__练习要求__
根据给定文本回答下列问题,答案按(a)(b)(c)分行标注:
(a) 本例在哪台机器上进行邮件提醒的配置?
(b) Manager配置文件中 report_script 设置的路径是什么?
(c) 停主库测试邮件通知时,停止命令是在哪台机器上执行的?

__给定文本__
┏━━
主库宕机后系统发邮件提醒要再Manager所在的机器进行配置,本例在db03中
1上传发邮件脚本给脚本增加执行权限并测试发邮件
[root@db03 ~]# cd /usr/local/bin #上传发邮件脚本
[root@db03 bin]# chmod +x * #给脚本增加可执行权限
[root@db03 bin]# ll
总用量 92
-rwxr-xr-x. 1 root root 2226 3月 5 22:34 master_ip_failover
-rwxr-xr-x. 1 root root 35 12月 27 2017 send
-rwxr-xr-x. 1 root root 80213 9月 30 2009 sendEmail
-rwxr-xr-x. 1 root root 203 4月 19 2019 testpl
[root@db03 bin]# vim testpl #配置自己的发件箱smtp和收件箱
[root@db03 bin]# ./testpl #测试发邮件
发送邮件脚本下载
链接:https://pan.baidu.com/s/11hQa39LsRScn3O6xVPxPdQ
提取码:abcd
2将发邮件脚本路径写入到Manager配置文件中
[root@db03 bin]# vim /etc/mha/appl.cnf
[root@db03 bin]# cat /etc/mha/appl.cnf
[server default]
manager_log=/var/log/mha/appl/manager
manager_workdir=/var/log/mha/appl
master_binlog_dir=/data/binlog
password=mha
ping_interval=2
repl_password=123
repl_user=repl
ssh_user=root
user=mha
master_ip_failover_script=/usr/local/bin/master_ip_failover
report_script=/usr/local/bin/send
3重启MHA服务
[root@db03 bin]# masterha_stop --conf=/etc/mha/appl.cnf< /dev/null > /var/log/mha/appl/manager.log 2>&1nohup masterha_manager --conf=/etc/mha/appl.cnf --remove_dead_master_conf --ignore_last_failover </dev/null> /var/log/mha/appl/manager.log 2>&1 &
[1] 1245
4在db03中进行Node节点的ssh连接状态检查和复制环境检查和MHA状态检查并查看主机是哪台:
masterha_check_ssh --conf=/etc/mha/appl.cnf #检查互信状态
masterha_check_repl --conf=/etc/mha/appl.cnf #检查主从状态
[root@db03 tools]# masterha_check_status --conf=/etc/mha/appl.cnf #查看状态查看主库
5停主库测试邮件通知
[root@db02 ~]# /etc/init.d/mysqld stop
Shutting down MySQL............. SUCCESS!
[root@db02 ~]#
6检查db01后发现vip已经飘过来了,然后登录到数据库查看一下是否自动变为主库了:
[root@db01 ~]# ip add
1: lo: <LOOPBACK,UP,LOWER_UP> mtu 65536 qdisc noqueue state UNKNOWN group default qlen 1000
link/loopback 00:00:00:00:00:00 brd 00:00:00:00:00:00
inet 127.0.0.1/8 scope host lo
valid_lft forever preferred_lft forever
inet6 ::1/128 scope host
valid_lft forever preferred_lft forever
2: eth0: <BROADCAST,MULTICAST,UP,LOWER_UP> mtu 1500 qdisc pfifo_fast state UP group default qlen 1000
link/ether 00:0c:29:2d:7c:19 brd ff:ff:ff:ff:ff:ff
inet 10.0.0.201/24 brd 10.0.0.255 scope global noprefixroute eth0
valid_lft forever preferred_lft forever
inet6 fe80::b23b:2bba:e233:1170/64 scope link tentative noprefixroute dadfailed
valid_lft forever preferred_lft forever
inet6 fe80::3e78:8d00:2f7:d39f/64 scope link noprefixroute
valid_lft forever preferred_lft forever
[root@db01 ~]# mysql -uroot -p123456
mysql: [Warning] Using a password on the command line interface can be insecure.
┗━━
__数据摘录__
┏━━
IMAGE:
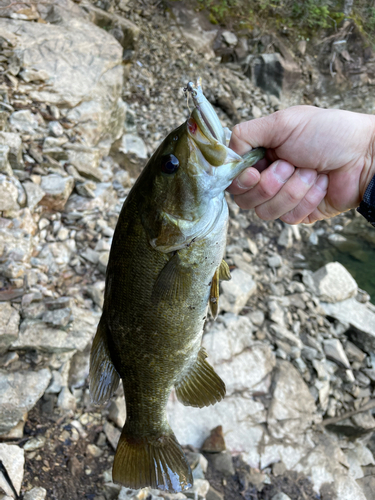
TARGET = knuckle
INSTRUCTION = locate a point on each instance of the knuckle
(292, 197)
(265, 191)
(263, 213)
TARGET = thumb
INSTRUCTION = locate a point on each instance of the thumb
(256, 133)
┗━━
__参考答案__
(a) db03
(b) /usr/local/bin/send
(c) db02